## SÉRIE D'EXERCICES
a) Relevez chaque ligne des enregistrements où figure le mot « woman ».
b) Rédigez la suite du passage sur la province chez Balzac, à partir de sa dernière phrase.

## EXTRAIT DU DOCUMENT
Il y faut « une multitude de préparations, des soins
inouïs ». Ce que Balzac ne dit pas explicitement, mais que sa
stratégie implique, c'est qu'il veut imposer un renversement
de la lecture romanesque vers ce qui est en apparence le moins romanesque, le
plus dénué de mouvement, le plus insignifiant même. Le
« roman » d'Eugénie est tout entier dans
l' « étroitesse » d'une rue
« monstrueuse » et « tortueuse »,
dans la « physionomie » de la maison, et dans sa situation
élevée, juste à la frontière de la vieille noblesse
(sur la ligne du partage social), à la fois dans Saumur et au dehors,
intégrée et marginale.
La Province est
terre de paradoxes pour le romancier. Le premier est qu'elle est riche en
dedans, quel que soit son aspect extérieur, riche aussi de passions, de
rêves, de désirs, d'habitudes et de savoirs divers. Même
son silence est plein : de secrets, de paroles. Riche aussi de son
patrimoine. « Lieu de mémoire », elle
résiste à l'usure du temps, par un principe d'inertie
qui est sa sauvegarde : les « toits en colombage »
plient mais tiennent, le sens des signes est perdu, mais les traces en
demeurent. L'histoire y est partout inscrite ; c'est là
que le romancier rencontre sa vérité et peut légitimement
se dire historien.
Et pourtant,
à l'inverse du roman parisien chargé
d'événements, rien ne peut véritablement arriver dans
un roman provincial, on n'y peut que passer au long d'une vie, au
long des pages. Le préambule de 1833 le disait dans une formule qui
donne à songer : « si tout arrive à Paris,
tout passe en province ». Il s'agit pourtant de mettre en
« scènes » la province, d'y construire des
récits, de faire accéder le lecteur à un rythme
particulier. Du temps enfermé dans de l'espace, de l'espace
étiré dans le temps, telle est la Province dont la Grand-Rue en
est le symbole.

## DONNÉES AFFICHÉES
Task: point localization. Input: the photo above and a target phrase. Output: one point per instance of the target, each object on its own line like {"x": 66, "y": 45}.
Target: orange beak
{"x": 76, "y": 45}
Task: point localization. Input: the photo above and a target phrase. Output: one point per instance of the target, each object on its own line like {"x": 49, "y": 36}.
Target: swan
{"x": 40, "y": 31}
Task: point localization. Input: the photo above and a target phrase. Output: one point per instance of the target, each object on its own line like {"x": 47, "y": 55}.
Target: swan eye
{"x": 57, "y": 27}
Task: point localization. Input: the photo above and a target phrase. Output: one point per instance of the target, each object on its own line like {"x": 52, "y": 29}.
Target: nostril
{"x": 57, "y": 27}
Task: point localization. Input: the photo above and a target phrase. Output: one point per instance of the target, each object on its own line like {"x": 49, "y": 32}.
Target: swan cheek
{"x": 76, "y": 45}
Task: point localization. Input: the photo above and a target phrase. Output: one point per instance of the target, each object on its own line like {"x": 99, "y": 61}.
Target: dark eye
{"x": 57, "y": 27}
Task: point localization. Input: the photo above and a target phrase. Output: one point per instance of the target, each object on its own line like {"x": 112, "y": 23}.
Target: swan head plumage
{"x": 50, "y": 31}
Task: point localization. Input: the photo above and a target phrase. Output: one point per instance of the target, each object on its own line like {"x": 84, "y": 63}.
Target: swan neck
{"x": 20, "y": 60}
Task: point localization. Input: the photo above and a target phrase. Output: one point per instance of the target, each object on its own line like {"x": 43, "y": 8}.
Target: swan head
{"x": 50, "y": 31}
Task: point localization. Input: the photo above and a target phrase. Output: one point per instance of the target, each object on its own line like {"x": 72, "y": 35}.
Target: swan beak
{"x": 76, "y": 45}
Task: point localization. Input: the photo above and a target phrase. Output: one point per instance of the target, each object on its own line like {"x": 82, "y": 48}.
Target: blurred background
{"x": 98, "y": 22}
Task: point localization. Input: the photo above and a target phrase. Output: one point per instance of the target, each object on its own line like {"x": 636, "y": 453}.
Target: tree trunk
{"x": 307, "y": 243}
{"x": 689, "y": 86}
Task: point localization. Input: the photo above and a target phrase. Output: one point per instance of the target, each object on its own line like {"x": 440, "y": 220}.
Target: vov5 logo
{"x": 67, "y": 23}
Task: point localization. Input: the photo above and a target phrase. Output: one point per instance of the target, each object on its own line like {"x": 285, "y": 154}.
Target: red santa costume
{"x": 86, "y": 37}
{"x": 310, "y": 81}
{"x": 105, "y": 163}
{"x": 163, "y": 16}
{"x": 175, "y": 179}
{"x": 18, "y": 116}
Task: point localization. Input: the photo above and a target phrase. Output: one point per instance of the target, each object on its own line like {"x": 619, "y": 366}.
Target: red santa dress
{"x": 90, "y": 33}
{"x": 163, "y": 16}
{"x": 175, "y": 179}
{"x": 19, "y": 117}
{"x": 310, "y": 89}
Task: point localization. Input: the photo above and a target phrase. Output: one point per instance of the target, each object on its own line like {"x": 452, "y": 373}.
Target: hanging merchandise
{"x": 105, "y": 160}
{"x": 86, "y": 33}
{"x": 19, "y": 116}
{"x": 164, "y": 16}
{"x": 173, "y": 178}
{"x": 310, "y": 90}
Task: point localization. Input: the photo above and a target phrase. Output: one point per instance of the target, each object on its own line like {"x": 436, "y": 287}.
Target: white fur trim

...

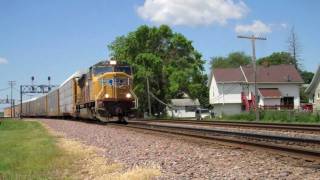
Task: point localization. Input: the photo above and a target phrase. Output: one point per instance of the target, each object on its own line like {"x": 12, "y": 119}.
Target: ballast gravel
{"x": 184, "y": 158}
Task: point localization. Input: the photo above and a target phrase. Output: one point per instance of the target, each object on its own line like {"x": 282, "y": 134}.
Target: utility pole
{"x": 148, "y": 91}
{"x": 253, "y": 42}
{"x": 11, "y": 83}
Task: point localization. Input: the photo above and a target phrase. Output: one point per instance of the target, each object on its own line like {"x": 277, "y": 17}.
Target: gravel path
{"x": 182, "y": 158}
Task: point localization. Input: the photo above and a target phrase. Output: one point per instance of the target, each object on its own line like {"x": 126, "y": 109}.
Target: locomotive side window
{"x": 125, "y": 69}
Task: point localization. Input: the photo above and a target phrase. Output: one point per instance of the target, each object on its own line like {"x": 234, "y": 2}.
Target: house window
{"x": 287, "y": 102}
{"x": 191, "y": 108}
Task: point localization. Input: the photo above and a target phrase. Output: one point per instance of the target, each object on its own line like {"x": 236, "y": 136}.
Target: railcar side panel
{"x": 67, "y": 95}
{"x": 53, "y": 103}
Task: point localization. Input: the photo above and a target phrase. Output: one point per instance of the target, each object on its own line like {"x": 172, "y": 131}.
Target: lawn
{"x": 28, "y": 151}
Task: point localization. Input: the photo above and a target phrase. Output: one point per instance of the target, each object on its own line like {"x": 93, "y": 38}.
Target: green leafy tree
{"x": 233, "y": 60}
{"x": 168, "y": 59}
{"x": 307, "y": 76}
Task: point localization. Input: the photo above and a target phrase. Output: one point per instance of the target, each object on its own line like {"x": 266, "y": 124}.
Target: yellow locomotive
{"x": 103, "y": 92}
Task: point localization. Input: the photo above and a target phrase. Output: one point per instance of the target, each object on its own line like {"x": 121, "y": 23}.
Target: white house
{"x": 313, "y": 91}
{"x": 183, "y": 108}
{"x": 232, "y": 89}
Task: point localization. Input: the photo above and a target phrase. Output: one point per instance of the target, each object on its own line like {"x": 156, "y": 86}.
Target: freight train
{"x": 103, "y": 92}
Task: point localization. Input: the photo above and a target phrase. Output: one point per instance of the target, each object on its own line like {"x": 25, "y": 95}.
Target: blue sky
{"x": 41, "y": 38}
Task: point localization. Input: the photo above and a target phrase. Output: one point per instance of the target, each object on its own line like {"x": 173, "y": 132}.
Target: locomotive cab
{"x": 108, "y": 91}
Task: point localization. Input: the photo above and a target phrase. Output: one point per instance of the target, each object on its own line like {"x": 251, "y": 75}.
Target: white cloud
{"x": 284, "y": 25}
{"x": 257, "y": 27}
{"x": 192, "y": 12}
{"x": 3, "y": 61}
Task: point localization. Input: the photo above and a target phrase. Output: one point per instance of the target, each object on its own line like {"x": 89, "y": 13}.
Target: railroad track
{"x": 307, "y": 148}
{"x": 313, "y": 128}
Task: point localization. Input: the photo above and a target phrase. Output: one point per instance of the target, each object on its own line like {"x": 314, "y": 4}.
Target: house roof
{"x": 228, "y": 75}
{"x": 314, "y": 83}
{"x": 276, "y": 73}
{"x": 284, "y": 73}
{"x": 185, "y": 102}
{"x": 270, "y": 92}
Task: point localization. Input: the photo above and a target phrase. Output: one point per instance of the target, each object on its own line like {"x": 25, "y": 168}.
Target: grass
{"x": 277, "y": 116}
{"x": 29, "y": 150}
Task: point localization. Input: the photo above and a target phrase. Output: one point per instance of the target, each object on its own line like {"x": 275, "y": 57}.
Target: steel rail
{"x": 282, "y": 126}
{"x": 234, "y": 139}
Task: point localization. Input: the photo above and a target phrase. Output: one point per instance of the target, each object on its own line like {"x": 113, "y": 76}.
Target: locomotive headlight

==

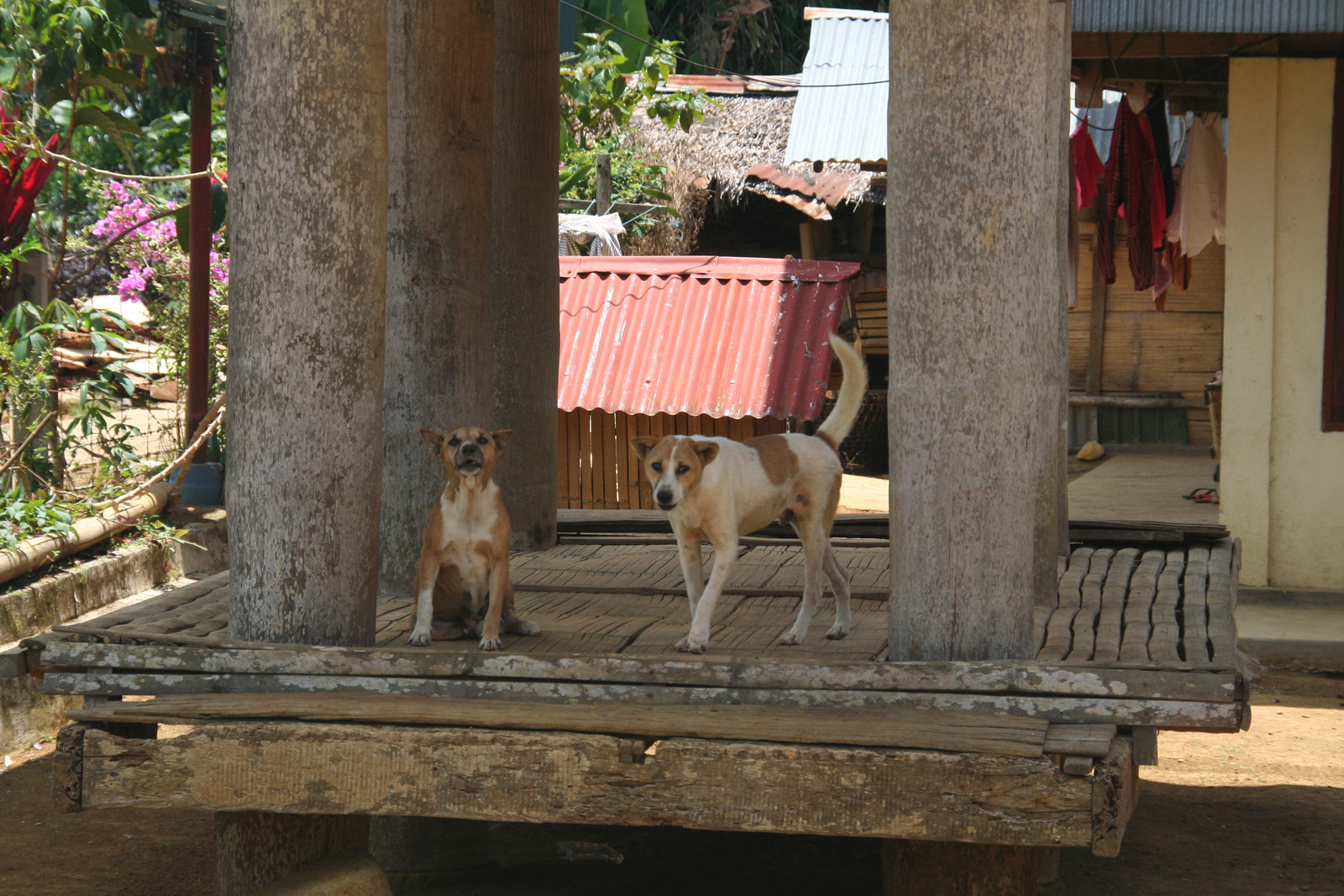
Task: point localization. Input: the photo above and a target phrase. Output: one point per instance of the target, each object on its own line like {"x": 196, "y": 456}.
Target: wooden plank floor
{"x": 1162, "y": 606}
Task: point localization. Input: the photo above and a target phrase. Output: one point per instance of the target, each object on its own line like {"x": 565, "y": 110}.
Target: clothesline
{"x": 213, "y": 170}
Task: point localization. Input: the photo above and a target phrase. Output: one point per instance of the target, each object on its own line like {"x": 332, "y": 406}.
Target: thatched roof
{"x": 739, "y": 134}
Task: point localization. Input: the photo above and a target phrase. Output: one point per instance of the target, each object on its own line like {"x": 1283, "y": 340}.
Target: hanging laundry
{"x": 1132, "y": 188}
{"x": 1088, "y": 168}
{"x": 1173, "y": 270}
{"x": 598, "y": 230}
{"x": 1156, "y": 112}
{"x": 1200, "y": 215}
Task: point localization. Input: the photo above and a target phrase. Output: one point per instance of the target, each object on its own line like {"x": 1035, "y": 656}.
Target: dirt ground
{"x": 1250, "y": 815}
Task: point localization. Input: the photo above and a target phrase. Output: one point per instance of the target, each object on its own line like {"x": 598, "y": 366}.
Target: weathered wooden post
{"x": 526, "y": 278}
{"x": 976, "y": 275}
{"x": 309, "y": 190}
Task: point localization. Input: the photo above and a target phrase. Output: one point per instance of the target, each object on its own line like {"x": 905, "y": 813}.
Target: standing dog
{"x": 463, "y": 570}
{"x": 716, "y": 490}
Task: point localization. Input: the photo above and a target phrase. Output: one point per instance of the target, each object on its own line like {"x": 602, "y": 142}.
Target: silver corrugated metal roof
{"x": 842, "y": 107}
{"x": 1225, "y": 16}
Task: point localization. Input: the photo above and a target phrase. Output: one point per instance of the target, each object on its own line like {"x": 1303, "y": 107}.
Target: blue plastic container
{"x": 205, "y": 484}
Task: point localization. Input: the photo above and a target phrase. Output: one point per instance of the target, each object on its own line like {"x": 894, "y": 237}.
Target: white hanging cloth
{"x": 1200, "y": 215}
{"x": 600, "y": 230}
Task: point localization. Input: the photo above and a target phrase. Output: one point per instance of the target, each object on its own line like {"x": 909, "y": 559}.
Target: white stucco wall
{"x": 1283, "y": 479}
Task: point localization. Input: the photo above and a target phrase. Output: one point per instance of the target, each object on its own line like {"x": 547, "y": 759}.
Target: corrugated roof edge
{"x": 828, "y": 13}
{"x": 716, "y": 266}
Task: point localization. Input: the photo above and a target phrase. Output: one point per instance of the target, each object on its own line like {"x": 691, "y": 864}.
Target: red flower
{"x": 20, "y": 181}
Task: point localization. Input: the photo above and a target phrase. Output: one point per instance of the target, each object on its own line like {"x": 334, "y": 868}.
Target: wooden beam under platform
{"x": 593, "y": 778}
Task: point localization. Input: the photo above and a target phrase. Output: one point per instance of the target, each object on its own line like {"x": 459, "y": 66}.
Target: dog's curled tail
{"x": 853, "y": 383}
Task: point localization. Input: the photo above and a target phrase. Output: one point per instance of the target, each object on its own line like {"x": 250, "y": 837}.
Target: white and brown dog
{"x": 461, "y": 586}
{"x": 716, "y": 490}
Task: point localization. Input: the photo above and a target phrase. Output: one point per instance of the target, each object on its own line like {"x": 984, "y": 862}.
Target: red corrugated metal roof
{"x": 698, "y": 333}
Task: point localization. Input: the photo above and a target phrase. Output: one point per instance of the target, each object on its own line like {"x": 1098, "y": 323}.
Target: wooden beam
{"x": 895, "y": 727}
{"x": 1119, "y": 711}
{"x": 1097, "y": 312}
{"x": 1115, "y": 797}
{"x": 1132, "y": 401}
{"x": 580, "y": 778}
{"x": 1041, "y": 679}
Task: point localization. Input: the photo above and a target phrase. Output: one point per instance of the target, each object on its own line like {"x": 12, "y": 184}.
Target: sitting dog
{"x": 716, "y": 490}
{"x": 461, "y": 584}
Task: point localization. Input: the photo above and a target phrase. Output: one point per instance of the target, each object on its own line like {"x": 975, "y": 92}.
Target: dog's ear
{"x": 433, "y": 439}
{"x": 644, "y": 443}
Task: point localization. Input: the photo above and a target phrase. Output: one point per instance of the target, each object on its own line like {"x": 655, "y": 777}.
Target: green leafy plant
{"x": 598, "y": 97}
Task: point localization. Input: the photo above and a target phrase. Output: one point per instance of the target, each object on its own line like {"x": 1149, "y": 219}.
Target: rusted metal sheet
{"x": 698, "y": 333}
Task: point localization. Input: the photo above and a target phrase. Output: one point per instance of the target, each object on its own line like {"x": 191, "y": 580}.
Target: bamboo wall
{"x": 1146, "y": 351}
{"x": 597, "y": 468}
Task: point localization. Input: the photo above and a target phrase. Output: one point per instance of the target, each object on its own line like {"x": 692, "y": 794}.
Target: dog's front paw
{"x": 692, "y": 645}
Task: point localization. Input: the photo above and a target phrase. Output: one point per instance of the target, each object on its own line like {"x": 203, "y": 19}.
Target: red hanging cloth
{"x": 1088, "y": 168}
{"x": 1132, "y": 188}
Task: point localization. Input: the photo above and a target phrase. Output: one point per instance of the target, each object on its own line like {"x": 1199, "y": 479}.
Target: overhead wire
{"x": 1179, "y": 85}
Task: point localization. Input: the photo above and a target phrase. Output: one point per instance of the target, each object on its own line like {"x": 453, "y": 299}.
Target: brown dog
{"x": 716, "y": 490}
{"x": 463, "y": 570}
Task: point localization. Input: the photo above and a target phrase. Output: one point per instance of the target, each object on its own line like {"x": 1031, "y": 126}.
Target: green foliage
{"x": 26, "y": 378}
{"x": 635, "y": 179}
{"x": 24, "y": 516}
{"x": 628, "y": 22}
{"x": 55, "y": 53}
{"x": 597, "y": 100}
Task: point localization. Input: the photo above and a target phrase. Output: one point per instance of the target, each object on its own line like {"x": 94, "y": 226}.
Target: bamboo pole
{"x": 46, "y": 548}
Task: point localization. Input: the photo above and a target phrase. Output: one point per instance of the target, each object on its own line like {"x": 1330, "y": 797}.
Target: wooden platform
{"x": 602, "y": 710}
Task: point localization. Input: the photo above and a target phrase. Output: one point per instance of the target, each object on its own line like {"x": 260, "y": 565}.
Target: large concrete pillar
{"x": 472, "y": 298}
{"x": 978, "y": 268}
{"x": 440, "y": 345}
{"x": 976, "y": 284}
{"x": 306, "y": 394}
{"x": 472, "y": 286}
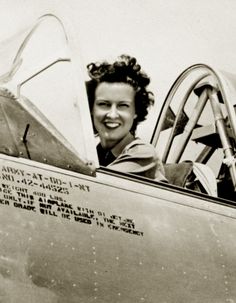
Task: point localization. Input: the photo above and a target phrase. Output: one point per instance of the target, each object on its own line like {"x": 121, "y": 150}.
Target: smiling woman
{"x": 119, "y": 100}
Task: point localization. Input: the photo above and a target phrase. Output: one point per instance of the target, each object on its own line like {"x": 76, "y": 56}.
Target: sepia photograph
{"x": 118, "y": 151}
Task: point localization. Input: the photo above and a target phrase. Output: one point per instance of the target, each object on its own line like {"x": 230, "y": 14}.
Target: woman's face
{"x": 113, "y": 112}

## RÉPONSES PAR EXERCICE
a)
Target: smiling woman
Target: woman's face

b)
On voit alors le
rôle de cette introduction qui dès le début, mise sur le
temps pour agrandir et dramatiser l'espace. Saumur est toute
l'histoire de France, la grande Histoire, celle des règnes, des
guerres et des révolutions mais aussi de l'autre, celle des
moeurs du privé, du quotidien. Balzac, rappelons-le, se
déclare à la fois « antiquaire » et
« artiste », le début est donc aussi le rappel
d'une ambition et d'un programme. La Province est un territoire
expérimental, privilégié pour les
« études de moeurs », qui fournit à le
demande de l' « antiquaire » comme à
l' « artiste », à l'un sa
récolte de vieilles pierres, de graviers, de graffitis, de bois
travaillé, de colombages, à l'autre sa provision de « pittoresque »
(le mot, relativement nouveau à l'époque, revient plusieurs
fois).
Autre paradoxe :
celui du mystère ou de son absence, la province est à la fois le
lieu de mystère et celui de son dévoilement obligé. Alors
que le préambule de 1833 avait annoncé « des
mystères habituellement dissimulés », on lit au
contraire que « ces maisons impénétrables, noires et
silencieuses n'ont point de mystères ». C'est,
que, loi contraire mais tout aussi valide, en province, « la vie est
presque toujours en plein air ». La petite ville est pleine
d'yeux guetteurs, résonne de rumeurs et de « railleries urbaines ».
La « disette », comme la nomme Balzac dans Un
ménage de garçon, y règne,
c'est à dire les on-dit, les « vous savez la
nouvelle ? », ou les « vous avez
vu ? » qui peuple l'espace provincial.
D'autre part,
le texte part d'un énigmatique conventionnel, circonscrit à
des lieux ou des motifs obligés, pour aller à la
découverte du secret « moderne », d'une
énigmatisation générale du social. Les premières
lignes offrent tous les éléments d'un roman gothique
à l'anglaise, ce genre à la mode dans les années 1820
auquel s'apparentent plusieurs des romans sous pseudonyme du jeune
Balzac : ses « cloîtres les plus sombres, [ses] landes
les plus ternes ou [ses] ruines les plus tristes », ses figures
monastiques, le « bruit d'un pas inconnu ». Rein de
nouveau dans ce décor déjà un peu obsolète. Mais le
travail du romancier « moderne », que veut être
Balzac, ne consiste plus seulement à lancer le roman à la
découverte d'une énigme initiale à résoudre,
mais à donner à voir et à vivre les secrets multiples des
êtres et des choses. A la limite, les « mystères de
Province », c'est le lecteur rendu plus attentif à la
nature énigmatique du réel qu'aux péripéties
de la mise à jour d'un secret enfoui, qui les élaborent
avec le narrateur et leur donne ainsi apparence. Tout est signe et
« hiéroglyphes »
« domestiques ».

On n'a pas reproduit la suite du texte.